Others have pointed out the issues and difficulty of anonymizing the data, but I'd also be concerned about Google having that kind of data because of their existing business relationships. Google's current customer base is large and small corporate advertisers the world over. If they have a new set of data available internally, I find it difficult to believe that they would not try to sell some kind of service based on that data to their existing customer base. Without extremely strong corporate governance the temptation would be just too high for someone to say "I know - let's make some of our anonymized health records available to this existing large customer of ours."

The question about medical records is a red herring since the problem is mostly solved already. You treat the records as private, which is only unlocked to other doctors who has a recorded valid reason for accessing it. This is how many journal system operate today at hospitals and police station, and except for the occasional bad monitoring of it, it seems to operate quite well.

Researcher should be forced to follow ethical guidelines in order to prevent data mining that try to unearth facts written between the lines, like sexual orientation. Patients should also be asked if the journal can be shared with researchers, in similar fashion as asking patients if they will accept to have an intern in the room. Last, there need to be some liability if journals get leaked. It is very important to create economic incentives for functional security, which experts are paid to regularly verify and test.

This has of course nothing to do with keeping large databases about people and selling it as a service or product. Nothing at all about Google business model.

This is BS on several levels. Then again, that a Goog head honcho is not a friend of “Internet privacy” isn't really a surprise. And him misrepresenting the reasons and consequences of that privacy is to be expected. Never let the truth stand in the way of profit or power.

┄┄┄┄┄┄

§ **ASSIGNED TASK**
Can you reproduce, word for word, the passage from the discussion of Google and medical-record privacy starting at "This has of" and ending at "Google business model."?

§ **SOURCE INFORMATION**
┄┄┄┄┄┄

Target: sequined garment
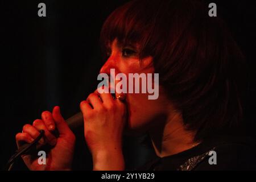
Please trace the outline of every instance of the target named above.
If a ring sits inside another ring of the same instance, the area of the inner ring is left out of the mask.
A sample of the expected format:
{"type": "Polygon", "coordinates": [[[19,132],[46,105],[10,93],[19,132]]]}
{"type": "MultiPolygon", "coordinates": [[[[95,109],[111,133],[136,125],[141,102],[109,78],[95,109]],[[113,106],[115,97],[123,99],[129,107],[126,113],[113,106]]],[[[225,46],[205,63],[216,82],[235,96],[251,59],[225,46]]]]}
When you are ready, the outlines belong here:
{"type": "Polygon", "coordinates": [[[188,159],[185,163],[180,166],[179,168],[177,169],[177,171],[191,171],[194,169],[196,166],[203,161],[205,158],[209,156],[209,152],[215,149],[215,147],[212,150],[201,154],[188,159]]]}

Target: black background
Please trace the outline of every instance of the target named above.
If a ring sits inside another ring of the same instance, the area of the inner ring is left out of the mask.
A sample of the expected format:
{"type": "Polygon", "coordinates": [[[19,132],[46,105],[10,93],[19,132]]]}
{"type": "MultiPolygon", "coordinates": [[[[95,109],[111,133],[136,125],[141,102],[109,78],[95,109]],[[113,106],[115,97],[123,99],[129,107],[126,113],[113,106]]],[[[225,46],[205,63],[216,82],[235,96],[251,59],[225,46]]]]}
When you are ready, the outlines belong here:
{"type": "MultiPolygon", "coordinates": [[[[1,1],[1,168],[16,150],[15,135],[25,123],[55,105],[60,106],[65,118],[79,111],[80,101],[96,89],[103,64],[98,42],[101,27],[108,15],[127,1],[1,1]],[[46,17],[38,16],[40,2],[46,4],[46,17]]],[[[250,84],[245,117],[249,132],[255,136],[255,1],[208,2],[217,4],[217,15],[222,15],[246,56],[250,84]]],[[[90,155],[82,131],[79,131],[74,169],[90,169],[90,155]]],[[[126,140],[129,167],[143,164],[152,155],[147,143],[137,147],[142,138],[126,140]]],[[[26,168],[19,161],[14,169],[26,168]]]]}

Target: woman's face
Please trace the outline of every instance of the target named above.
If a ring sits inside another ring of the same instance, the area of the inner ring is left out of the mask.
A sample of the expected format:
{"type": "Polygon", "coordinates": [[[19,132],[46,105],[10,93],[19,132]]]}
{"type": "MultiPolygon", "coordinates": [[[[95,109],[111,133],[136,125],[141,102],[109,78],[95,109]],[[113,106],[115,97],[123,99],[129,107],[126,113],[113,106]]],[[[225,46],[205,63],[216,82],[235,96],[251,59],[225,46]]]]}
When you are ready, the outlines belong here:
{"type": "MultiPolygon", "coordinates": [[[[123,73],[128,78],[128,73],[154,73],[154,69],[152,64],[152,57],[148,56],[142,60],[139,58],[139,48],[131,46],[122,47],[115,39],[109,45],[109,56],[106,62],[101,69],[101,73],[110,75],[110,69],[115,69],[115,75],[123,73]]],[[[153,77],[154,78],[154,77],[153,77]]],[[[128,78],[127,78],[128,80],[128,78]]],[[[115,85],[119,81],[115,81],[115,85]]],[[[126,102],[127,104],[127,126],[125,129],[126,134],[140,134],[144,133],[154,124],[158,118],[162,116],[166,110],[164,97],[162,93],[162,89],[159,86],[159,97],[156,100],[148,100],[148,94],[141,93],[141,81],[140,93],[127,93],[126,102]]],[[[129,83],[127,80],[127,90],[129,83]]]]}

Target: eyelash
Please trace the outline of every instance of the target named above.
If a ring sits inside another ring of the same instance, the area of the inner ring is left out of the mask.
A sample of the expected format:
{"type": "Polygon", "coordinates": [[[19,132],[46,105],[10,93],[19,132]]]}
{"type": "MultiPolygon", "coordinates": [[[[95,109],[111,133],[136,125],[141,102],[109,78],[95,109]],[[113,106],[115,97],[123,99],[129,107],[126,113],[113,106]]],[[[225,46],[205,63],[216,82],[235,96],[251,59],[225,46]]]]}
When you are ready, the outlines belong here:
{"type": "Polygon", "coordinates": [[[124,48],[122,51],[122,55],[124,57],[134,56],[136,53],[136,51],[130,48],[124,48]]]}
{"type": "MultiPolygon", "coordinates": [[[[133,50],[131,48],[123,48],[122,51],[122,55],[123,57],[128,57],[129,56],[132,56],[137,53],[135,51],[133,50]]],[[[111,51],[108,51],[106,53],[107,57],[109,57],[111,55],[111,51]]]]}

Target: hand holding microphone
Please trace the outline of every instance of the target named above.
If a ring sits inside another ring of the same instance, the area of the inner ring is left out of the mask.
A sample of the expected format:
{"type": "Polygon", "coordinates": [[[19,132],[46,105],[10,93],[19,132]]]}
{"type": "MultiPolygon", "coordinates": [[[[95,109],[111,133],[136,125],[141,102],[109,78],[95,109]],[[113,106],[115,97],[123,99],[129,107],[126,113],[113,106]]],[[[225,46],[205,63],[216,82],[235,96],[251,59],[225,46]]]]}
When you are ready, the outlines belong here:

┄┄┄┄┄┄

§ **TASK SOLUTION**
This has of course nothing to do with keeping large databases about people and selling it as a service or product. Nothing at all about Google business model.